**INSTRUCTIONS FOR THE TASK**. Rewrite the data below as a Markdown table with the columns Row and Line, numbering each line and leaving out blank lines.

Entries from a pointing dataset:
━━━━━━━━━━
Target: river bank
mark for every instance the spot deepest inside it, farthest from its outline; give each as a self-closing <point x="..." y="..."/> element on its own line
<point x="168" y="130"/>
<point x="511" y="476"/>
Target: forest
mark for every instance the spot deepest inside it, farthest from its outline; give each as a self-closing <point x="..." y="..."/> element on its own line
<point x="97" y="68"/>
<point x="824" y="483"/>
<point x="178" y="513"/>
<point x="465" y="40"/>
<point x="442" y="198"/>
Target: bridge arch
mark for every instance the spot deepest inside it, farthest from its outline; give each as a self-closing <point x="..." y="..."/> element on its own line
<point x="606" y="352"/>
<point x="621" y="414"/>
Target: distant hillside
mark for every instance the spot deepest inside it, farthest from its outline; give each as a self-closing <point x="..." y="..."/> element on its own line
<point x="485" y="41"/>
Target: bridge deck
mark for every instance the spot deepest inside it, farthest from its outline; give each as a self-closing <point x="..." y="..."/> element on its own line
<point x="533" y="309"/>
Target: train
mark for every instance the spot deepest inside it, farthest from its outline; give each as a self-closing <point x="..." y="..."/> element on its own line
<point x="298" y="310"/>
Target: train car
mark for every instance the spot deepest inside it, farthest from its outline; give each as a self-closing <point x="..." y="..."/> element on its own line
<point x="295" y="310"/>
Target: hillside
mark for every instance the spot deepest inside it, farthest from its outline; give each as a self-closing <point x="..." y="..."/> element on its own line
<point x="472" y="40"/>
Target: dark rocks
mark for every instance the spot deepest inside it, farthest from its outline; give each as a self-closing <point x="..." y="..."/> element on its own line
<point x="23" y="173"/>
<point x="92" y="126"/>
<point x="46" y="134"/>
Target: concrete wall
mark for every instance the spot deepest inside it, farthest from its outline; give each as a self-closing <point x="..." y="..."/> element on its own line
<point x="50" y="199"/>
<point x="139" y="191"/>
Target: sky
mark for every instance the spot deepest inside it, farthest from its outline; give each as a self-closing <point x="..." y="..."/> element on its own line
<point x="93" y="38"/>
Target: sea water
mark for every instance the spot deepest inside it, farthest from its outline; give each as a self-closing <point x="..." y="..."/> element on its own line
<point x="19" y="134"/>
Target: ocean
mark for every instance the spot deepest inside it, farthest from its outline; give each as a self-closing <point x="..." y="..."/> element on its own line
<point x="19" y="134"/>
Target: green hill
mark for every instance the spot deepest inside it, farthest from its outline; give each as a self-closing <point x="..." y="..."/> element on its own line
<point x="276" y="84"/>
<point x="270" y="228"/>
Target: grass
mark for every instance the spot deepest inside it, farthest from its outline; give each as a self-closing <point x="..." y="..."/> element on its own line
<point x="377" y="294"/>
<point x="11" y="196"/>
━━━━━━━━━━
**OUTPUT**.
| Row | Line |
|---|---|
| 1 | Target: river bank |
| 2 | mark for every instance the spot deepest inside it, farthest from its outline; give each as a self-closing <point x="..." y="..."/> element on its own line |
| 3 | <point x="168" y="130"/> |
| 4 | <point x="511" y="476"/> |
| 5 | Target: forest |
| 6 | mark for every instance the spot deepest inside it, farthest from its outline; give each as a self-closing <point x="..." y="..."/> element on its own line |
| 7 | <point x="97" y="68"/> |
| 8 | <point x="824" y="483"/> |
| 9 | <point x="178" y="513"/> |
| 10 | <point x="465" y="40"/> |
| 11 | <point x="442" y="198"/> |
| 12 | Target: bridge arch |
| 13 | mark for every instance the spot deepest inside it, farthest from its outline; give each as a self-closing <point x="..." y="..."/> element on its own line |
| 14 | <point x="606" y="352"/> |
| 15 | <point x="621" y="414"/> |
| 16 | Target: distant hillside |
| 17 | mark for every instance the spot deepest inside it, farthest from its outline; give each as a self-closing <point x="..." y="..."/> element on its own line |
| 18 | <point x="485" y="41"/> |
| 19 | Target: bridge deck |
| 20 | mark for every instance the spot deepest inside it, farthest from its outline; give each as a self-closing <point x="..." y="..."/> element on its own line |
| 21 | <point x="533" y="309"/> |
| 22 | Target: train |
| 23 | mark for every instance the spot deepest inside it, farthest from its outline; give each as a self-closing <point x="..." y="..."/> element on its own line |
| 24 | <point x="298" y="310"/> |
| 25 | Target: train car |
| 26 | mark for every instance the spot deepest inside it, farthest from its outline; give each as a self-closing <point x="..." y="..."/> element on its own line |
| 27 | <point x="295" y="310"/> |
| 28 | Target: hillside |
| 29 | mark for every instance the spot deepest inside it, farthest from its outline; give each as a self-closing <point x="..." y="..."/> element on its own line |
| 30 | <point x="472" y="40"/> |
| 31 | Target: dark rocks |
| 32 | mark for every instance the spot deepest inside it, farthest from its outline; give each as a self-closing <point x="..." y="..."/> element on its own line |
| 33 | <point x="23" y="173"/> |
| 34 | <point x="92" y="126"/> |
| 35 | <point x="46" y="134"/> |
| 36 | Target: concrete wall |
| 37 | mark for every instance the spot deepest inside it, farthest from its outline; give each as a self-closing <point x="..." y="..."/> element on its own line |
| 38 | <point x="50" y="199"/> |
| 39 | <point x="139" y="191"/> |
| 40 | Target: sky |
| 41 | mark for every instance the spot deepest inside it, farthest from its outline; give each as a self-closing <point x="..." y="..."/> element on its own line |
| 42 | <point x="93" y="38"/> |
| 43 | Target: sea water |
| 44 | mark for every instance the spot deepest inside it, farthest from its outline; give each as a self-closing <point x="..." y="..."/> element on its own line |
| 45 | <point x="19" y="134"/> |
| 46 | Target: ocean |
| 47 | mark for every instance the spot deepest inside it, farthest from its outline; give each as a self-closing <point x="..." y="..."/> element on its own line |
| 48 | <point x="19" y="134"/> |
| 49 | Target: green hill |
| 50 | mark for every instance the spot deepest inside it, farthest from its outline; give each as a self-closing <point x="..." y="..."/> element on its own line |
| 51 | <point x="276" y="84"/> |
| 52 | <point x="270" y="228"/> |
| 53 | Target: grass |
| 54 | mark for every instance the spot deepest inside it, farthest from its outline; give each as a self-closing <point x="..." y="..."/> element on its own line |
| 55 | <point x="377" y="294"/> |
| 56 | <point x="11" y="196"/> |